(Natural language region descriptions)
——————————

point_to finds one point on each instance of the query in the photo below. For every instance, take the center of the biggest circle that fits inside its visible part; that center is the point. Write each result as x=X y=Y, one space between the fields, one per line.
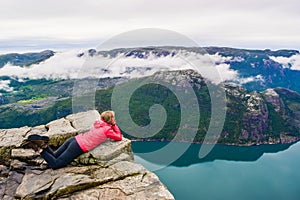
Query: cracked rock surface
x=107 y=172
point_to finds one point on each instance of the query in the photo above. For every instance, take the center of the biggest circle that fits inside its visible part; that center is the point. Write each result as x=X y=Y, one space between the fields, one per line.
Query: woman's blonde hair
x=107 y=116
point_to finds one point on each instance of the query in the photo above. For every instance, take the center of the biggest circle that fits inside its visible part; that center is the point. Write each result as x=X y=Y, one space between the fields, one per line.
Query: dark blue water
x=229 y=172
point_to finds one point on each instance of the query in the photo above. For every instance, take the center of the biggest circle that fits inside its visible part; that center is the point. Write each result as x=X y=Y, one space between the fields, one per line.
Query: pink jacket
x=97 y=135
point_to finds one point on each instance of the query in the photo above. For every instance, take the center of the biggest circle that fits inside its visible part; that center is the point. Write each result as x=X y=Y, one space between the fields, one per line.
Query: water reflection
x=219 y=152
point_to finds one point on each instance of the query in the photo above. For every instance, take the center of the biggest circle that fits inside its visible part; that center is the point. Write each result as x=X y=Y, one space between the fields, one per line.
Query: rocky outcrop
x=107 y=172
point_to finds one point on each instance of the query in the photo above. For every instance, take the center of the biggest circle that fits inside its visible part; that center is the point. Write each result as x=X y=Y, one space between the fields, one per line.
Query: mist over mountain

——————————

= AIM OF THE TASK =
Transcribe the records above exactly, omitting every picture they contain.

= WRITTEN SOLUTION =
point_to finds one point on each instance of the query in the photo below. For every instance, take the center of the biggest circle that fits inside its visible part; that center is the point. Write each result as x=X y=Y, one space between the fields, one per line.
Query: cracked rock surface
x=107 y=172
point_to finds one point on each instance of the query in the photo above. For every instance, take the center of the biggest circle that fits inside its visible part; that center is the point. Write each result as x=X y=Y, one space between the fields, one per line.
Query: woman's blonde hair
x=107 y=116
point_to finds one point on each instance of the query in the photo above. For every instance, take the center of the biggest circle that fits inside its visible part; that center is the point. Write each result as x=X y=Y, one space between the fields, one per line.
Query: dark blue water
x=229 y=172
point_to finds one point on each instance of the query in the photo above. For every instance, take the center of the biggest circle that fits inside its visible part; that center is the point. Write each result as x=X y=Y, one space between the fields, one per line.
Query: pink jacket
x=97 y=135
point_to finds one point on each instance of the query in the photo above. For every instance, take the center of the biggest circle that fits inside its visible part; that center is the point. Write each result as x=X y=Y, one space between the fields, one per line.
Query: water reflection
x=219 y=152
point_to finds one point on each instance of the query in the photo above. For every instance, take the center of the biggest circle that fits inside its visible part; that center is the point. Write each result as x=X y=Y, one space between the fields, one per line.
Query: rocky outcrop
x=107 y=172
point_to finds one point on each instance of the query in the photo above. For every instance, take the center of the biggest circle that fits inside its visible part; that center is the point. Write each result as x=X y=Y, one space between the fields, one per line.
Query: mist over mountain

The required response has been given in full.